# Material provided

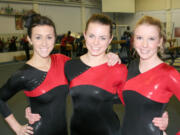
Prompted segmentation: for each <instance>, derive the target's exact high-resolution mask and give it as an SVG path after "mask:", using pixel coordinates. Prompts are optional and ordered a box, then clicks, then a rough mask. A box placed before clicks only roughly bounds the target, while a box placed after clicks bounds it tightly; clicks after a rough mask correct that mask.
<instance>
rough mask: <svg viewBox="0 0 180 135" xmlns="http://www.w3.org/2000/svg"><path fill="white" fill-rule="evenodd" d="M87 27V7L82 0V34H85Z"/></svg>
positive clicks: (83, 1)
mask: <svg viewBox="0 0 180 135" xmlns="http://www.w3.org/2000/svg"><path fill="white" fill-rule="evenodd" d="M85 25H86V7H85V1H84V0H81V32H84V30H85Z"/></svg>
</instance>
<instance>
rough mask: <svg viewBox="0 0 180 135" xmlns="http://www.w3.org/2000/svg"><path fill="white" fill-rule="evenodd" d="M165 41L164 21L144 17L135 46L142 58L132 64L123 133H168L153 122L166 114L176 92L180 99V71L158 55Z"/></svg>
mask: <svg viewBox="0 0 180 135" xmlns="http://www.w3.org/2000/svg"><path fill="white" fill-rule="evenodd" d="M164 41H165V36H164V33H163V29H162V23H161V21H160V20H158V19H156V18H154V17H151V16H144V17H142V18H141V19H140V20H139V21H138V22H137V24H136V26H135V29H134V48H135V50H136V51H137V53H138V55H139V57H140V58H139V59H136V60H134V61H132V62H131V63H130V64H129V65H128V77H127V82H126V84H125V86H124V88H123V99H124V102H125V116H124V120H123V125H122V135H162V134H165V132H163V131H162V130H160V129H159V128H158V127H156V126H157V125H156V124H155V125H154V124H153V122H155V121H156V120H153V118H154V117H161V116H162V115H163V112H164V110H165V108H166V105H167V103H168V102H169V100H170V98H171V97H172V95H175V96H176V97H177V98H178V99H179V100H180V74H179V72H178V71H177V70H176V69H175V68H174V67H172V66H169V65H167V64H166V63H164V62H163V61H162V60H161V59H160V58H159V57H158V51H161V50H163V45H164ZM152 120H153V121H152ZM167 122H168V121H165V123H167Z"/></svg>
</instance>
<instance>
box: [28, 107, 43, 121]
mask: <svg viewBox="0 0 180 135" xmlns="http://www.w3.org/2000/svg"><path fill="white" fill-rule="evenodd" d="M25 117H26V119H27V120H28V121H29V124H34V123H35V122H37V121H39V120H40V119H41V116H40V115H39V114H34V113H32V112H31V108H30V107H27V108H26V110H25Z"/></svg>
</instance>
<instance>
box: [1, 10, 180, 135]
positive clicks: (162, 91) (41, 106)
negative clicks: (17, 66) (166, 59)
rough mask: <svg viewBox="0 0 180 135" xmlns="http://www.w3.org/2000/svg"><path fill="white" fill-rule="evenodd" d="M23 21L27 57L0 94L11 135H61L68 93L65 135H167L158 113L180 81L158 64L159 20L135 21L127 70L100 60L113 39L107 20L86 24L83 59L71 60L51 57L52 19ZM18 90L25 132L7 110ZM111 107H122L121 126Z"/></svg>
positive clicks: (54, 34) (113, 63) (36, 15)
mask: <svg viewBox="0 0 180 135" xmlns="http://www.w3.org/2000/svg"><path fill="white" fill-rule="evenodd" d="M24 19H25V22H26V23H25V27H26V28H27V40H28V42H29V44H30V45H32V46H33V56H32V58H30V59H29V60H28V61H27V62H26V63H25V64H24V66H23V67H22V68H20V69H19V70H18V71H16V72H15V73H14V74H13V75H12V76H11V77H10V78H9V79H8V81H7V82H6V83H5V84H4V85H3V86H2V87H1V88H0V113H1V114H2V115H3V117H4V119H5V121H6V122H7V123H8V124H9V126H10V127H11V128H12V130H13V131H14V132H15V133H16V134H17V135H30V134H34V135H59V134H62V135H67V134H68V130H67V121H66V98H67V95H68V93H69V95H70V96H71V98H72V103H73V114H72V116H71V122H70V134H71V135H132V134H133V135H144V134H146V135H166V132H165V130H166V128H167V126H168V115H167V113H166V112H165V106H166V104H167V103H168V102H169V99H170V98H171V97H172V95H175V96H176V97H177V98H178V99H179V100H180V75H179V73H178V71H177V70H176V69H175V68H173V67H171V66H169V65H167V64H165V63H164V62H163V61H162V60H161V59H160V58H159V57H158V51H159V50H161V49H162V48H163V44H164V42H163V41H165V36H164V33H163V30H162V27H161V22H160V21H159V20H158V19H156V18H153V17H150V16H144V17H142V18H141V19H140V20H139V21H138V22H137V24H136V27H135V29H134V36H133V38H134V42H133V47H134V49H135V50H136V51H137V53H138V55H139V58H138V59H135V60H134V61H132V62H131V63H130V64H129V65H128V68H127V67H126V65H124V64H121V63H120V62H119V61H120V60H119V58H118V56H117V55H116V54H112V53H109V54H107V53H106V51H107V48H108V46H109V44H110V43H111V41H112V39H113V35H112V33H113V32H112V30H113V28H112V21H111V19H110V18H109V17H108V16H106V15H103V14H93V15H92V16H91V17H90V18H89V19H88V21H87V23H86V27H85V31H84V40H85V45H86V48H87V52H86V53H85V54H83V55H81V56H80V57H77V58H76V59H70V58H69V57H67V56H65V55H62V54H50V53H51V51H52V50H53V48H54V43H55V41H56V28H55V25H54V23H53V21H52V20H51V19H49V18H48V17H46V16H42V15H40V14H37V13H35V12H30V13H29V14H27V16H26V17H25V18H24ZM145 29H146V30H145ZM66 38H67V37H66ZM108 63H110V65H108ZM21 90H23V91H24V93H25V95H26V96H27V97H28V99H29V107H28V108H27V109H26V117H27V119H28V120H29V123H28V124H25V125H21V124H20V123H19V122H18V121H17V120H16V119H15V117H14V115H13V113H12V112H11V111H10V108H9V107H8V105H7V103H6V102H7V101H8V100H9V99H10V98H11V97H12V96H13V95H15V94H16V93H17V92H19V91H21ZM117 103H118V104H122V105H123V106H124V107H125V115H124V119H123V124H122V126H121V125H120V120H119V118H118V116H117V114H116V113H115V112H114V109H113V105H114V104H117Z"/></svg>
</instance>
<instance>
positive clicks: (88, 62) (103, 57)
mask: <svg viewBox="0 0 180 135" xmlns="http://www.w3.org/2000/svg"><path fill="white" fill-rule="evenodd" d="M80 58H81V60H82V61H83V62H84V63H86V64H87V65H89V66H92V67H93V66H98V65H101V64H104V63H106V62H107V56H106V54H103V55H100V56H92V55H89V54H88V53H86V54H85V55H83V56H81V57H80Z"/></svg>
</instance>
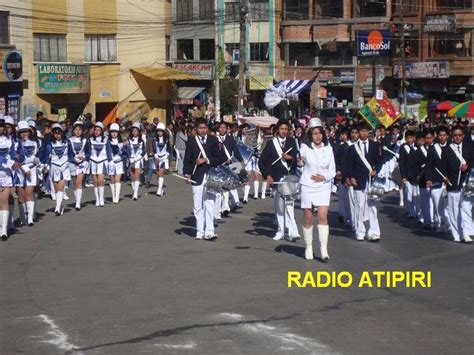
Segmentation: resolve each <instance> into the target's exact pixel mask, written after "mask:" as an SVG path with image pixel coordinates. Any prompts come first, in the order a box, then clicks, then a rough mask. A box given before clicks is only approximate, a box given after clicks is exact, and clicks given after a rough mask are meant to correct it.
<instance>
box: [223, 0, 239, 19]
mask: <svg viewBox="0 0 474 355" xmlns="http://www.w3.org/2000/svg"><path fill="white" fill-rule="evenodd" d="M239 18H240V3H238V2H226V3H225V20H226V21H238V20H239Z"/></svg>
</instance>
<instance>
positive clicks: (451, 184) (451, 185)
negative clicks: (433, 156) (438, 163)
mask: <svg viewBox="0 0 474 355" xmlns="http://www.w3.org/2000/svg"><path fill="white" fill-rule="evenodd" d="M435 170H436V172H437V173H438V174H439V175H441V177H442V178H443V180H445V181H446V182H447V183H448V185H449V186H453V184H451V182H450V181H449V180H448V178H447V177H446V176H444V175H443V173H442V172H441V171H440V170H439V169H438V168H435Z"/></svg>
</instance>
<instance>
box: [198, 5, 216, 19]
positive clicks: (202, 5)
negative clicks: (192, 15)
mask: <svg viewBox="0 0 474 355" xmlns="http://www.w3.org/2000/svg"><path fill="white" fill-rule="evenodd" d="M199 19H200V20H201V21H204V20H212V19H214V0H199Z"/></svg>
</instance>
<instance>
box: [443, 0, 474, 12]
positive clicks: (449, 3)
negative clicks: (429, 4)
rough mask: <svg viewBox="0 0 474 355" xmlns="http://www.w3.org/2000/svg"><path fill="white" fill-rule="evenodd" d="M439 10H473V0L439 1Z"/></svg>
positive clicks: (443, 0) (447, 10) (450, 0)
mask: <svg viewBox="0 0 474 355" xmlns="http://www.w3.org/2000/svg"><path fill="white" fill-rule="evenodd" d="M437 5H438V10H440V11H450V10H471V9H472V0H438V2H437Z"/></svg>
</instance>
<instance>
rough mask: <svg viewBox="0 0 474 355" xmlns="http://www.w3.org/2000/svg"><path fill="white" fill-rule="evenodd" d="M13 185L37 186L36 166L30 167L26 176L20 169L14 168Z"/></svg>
mask: <svg viewBox="0 0 474 355" xmlns="http://www.w3.org/2000/svg"><path fill="white" fill-rule="evenodd" d="M15 186H18V187H26V186H38V173H37V168H36V167H33V168H31V169H30V176H27V175H26V174H25V173H24V172H23V170H21V169H18V170H16V171H15Z"/></svg>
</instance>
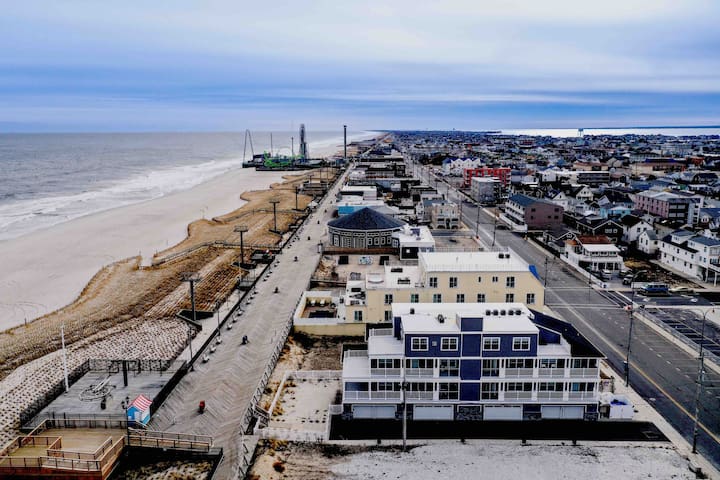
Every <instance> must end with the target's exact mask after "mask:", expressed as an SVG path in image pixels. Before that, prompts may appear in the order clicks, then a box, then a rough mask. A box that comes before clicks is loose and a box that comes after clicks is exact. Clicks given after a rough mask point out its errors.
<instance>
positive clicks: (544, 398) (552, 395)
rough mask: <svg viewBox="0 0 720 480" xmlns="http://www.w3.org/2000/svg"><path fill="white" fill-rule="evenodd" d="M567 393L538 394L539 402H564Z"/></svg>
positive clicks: (548, 392)
mask: <svg viewBox="0 0 720 480" xmlns="http://www.w3.org/2000/svg"><path fill="white" fill-rule="evenodd" d="M564 394H565V392H562V391H560V392H558V391H541V392H538V400H562V399H563V395H564Z"/></svg>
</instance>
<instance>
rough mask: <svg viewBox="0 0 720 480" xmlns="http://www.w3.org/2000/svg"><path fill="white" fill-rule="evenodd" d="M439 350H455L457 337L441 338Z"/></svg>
mask: <svg viewBox="0 0 720 480" xmlns="http://www.w3.org/2000/svg"><path fill="white" fill-rule="evenodd" d="M440 350H457V337H442V338H441V339H440Z"/></svg>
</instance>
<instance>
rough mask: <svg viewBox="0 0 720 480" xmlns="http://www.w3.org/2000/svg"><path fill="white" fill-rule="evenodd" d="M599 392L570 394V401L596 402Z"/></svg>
mask: <svg viewBox="0 0 720 480" xmlns="http://www.w3.org/2000/svg"><path fill="white" fill-rule="evenodd" d="M596 399H597V392H568V400H596Z"/></svg>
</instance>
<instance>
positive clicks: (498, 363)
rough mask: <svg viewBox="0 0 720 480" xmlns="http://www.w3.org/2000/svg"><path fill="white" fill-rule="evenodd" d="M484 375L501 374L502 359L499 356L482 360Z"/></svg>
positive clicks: (489, 376) (499, 374)
mask: <svg viewBox="0 0 720 480" xmlns="http://www.w3.org/2000/svg"><path fill="white" fill-rule="evenodd" d="M482 376H483V377H499V376H500V360H498V359H497V358H492V359H488V358H486V359H484V360H483V361H482Z"/></svg>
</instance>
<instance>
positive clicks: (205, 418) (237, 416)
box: [150, 187, 337, 479]
mask: <svg viewBox="0 0 720 480" xmlns="http://www.w3.org/2000/svg"><path fill="white" fill-rule="evenodd" d="M336 188H337V187H336ZM336 188H335V189H333V193H334V192H335V190H336ZM327 198H332V196H331V195H328V196H327V197H326V200H325V201H323V203H322V204H321V205H320V207H319V208H318V209H317V211H316V212H315V213H314V214H313V215H311V216H310V217H309V218H308V220H307V221H306V223H305V226H304V227H303V228H302V229H301V230H302V232H301V233H298V237H297V238H298V240H296V241H295V242H294V244H293V245H291V246H289V247H287V248H286V249H285V250H283V252H282V253H281V254H279V255H277V257H276V259H277V261H278V265H277V266H275V264H273V265H272V266H271V269H270V270H272V273H271V274H267V275H266V276H265V277H262V278H261V279H260V280H259V282H258V286H257V292H258V293H257V295H255V298H254V299H253V300H252V301H250V302H249V304H247V305H243V307H242V310H243V311H244V313H243V314H242V315H241V316H239V317H237V322H236V323H235V325H234V326H233V328H232V330H227V328H224V329H223V330H222V340H223V342H222V344H221V345H219V346H218V348H217V351H216V352H215V353H213V354H212V355H211V358H210V361H209V362H208V363H199V362H198V363H196V364H195V366H194V371H192V372H189V373H188V374H187V375H186V376H185V378H183V380H182V381H181V382H180V383H179V384H178V386H177V387H176V388H175V390H173V392H172V393H171V394H170V396H169V397H168V398H167V400H166V401H165V403H164V404H163V405H162V407H161V408H160V409H159V410H158V411H157V412H156V413H155V415H154V416H153V420H152V423H151V425H150V428H152V429H155V430H165V431H173V432H192V433H194V434H203V435H210V436H212V437H213V440H214V445H215V446H218V447H222V448H223V449H224V460H223V462H222V463H221V465H220V467H219V468H218V471H217V473H216V476H215V478H228V479H230V478H237V472H238V468H239V464H240V461H241V457H240V444H241V437H242V432H241V422H242V420H243V415H244V414H245V411H246V410H247V408H248V406H249V405H250V402H251V400H252V397H253V394H254V393H255V391H256V389H257V387H258V384H259V382H260V380H261V378H262V376H263V374H264V373H265V370H266V367H267V365H268V363H269V361H270V358H271V355H272V353H273V350H274V348H275V346H276V344H277V342H278V340H279V336H280V334H281V333H283V332H284V328H285V327H286V325H287V324H288V322H289V321H290V316H291V315H292V313H293V311H294V309H295V306H296V305H297V302H298V299H299V298H300V295H301V293H302V292H303V290H305V288H306V287H307V285H308V282H309V279H310V276H311V275H312V273H313V272H314V270H315V267H316V265H317V263H318V260H319V256H320V254H319V253H318V248H317V244H318V242H320V241H321V240H323V239H324V238H323V236H325V237H326V235H324V234H325V232H326V230H327V228H326V225H327V222H328V221H329V220H330V213H324V210H325V208H327V207H328V205H329V200H327ZM328 210H331V209H328ZM318 220H320V222H319V223H318ZM308 236H309V237H310V240H308ZM295 256H297V257H298V260H299V261H297V262H295V261H293V257H295ZM275 287H278V289H279V292H280V293H273V291H274V289H275ZM243 335H247V336H248V338H249V343H248V344H247V345H241V340H242V337H243ZM201 400H204V401H205V403H206V405H207V408H206V410H205V413H203V414H199V413H198V412H197V406H198V403H199V402H200V401H201Z"/></svg>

# Job
Identify every line of the records that contains the word "image", and copy each such line in full. Case counts.

# Reply to the exercise
Segmentation: resolve each <instance> into the target's exact pixel mask, written after "mask:" as an SVG path with image pixel coordinates. Any prompts come first, in the order a box, then clicks, then a rough mask. A box given before clicks is only approximate, a box given after clicks is exact, and clicks given after a rough mask are meant to correct it.
Every <instance> must end with the target's exact mask after "mask:", expressed as an SVG path in image pixels. Before that, prompts may appear in the order clicks, then a box, then a rough mask. A box that comes before clicks is loose and a box that comes after clicks is exact. Clicks given after a rough mask point out its errors.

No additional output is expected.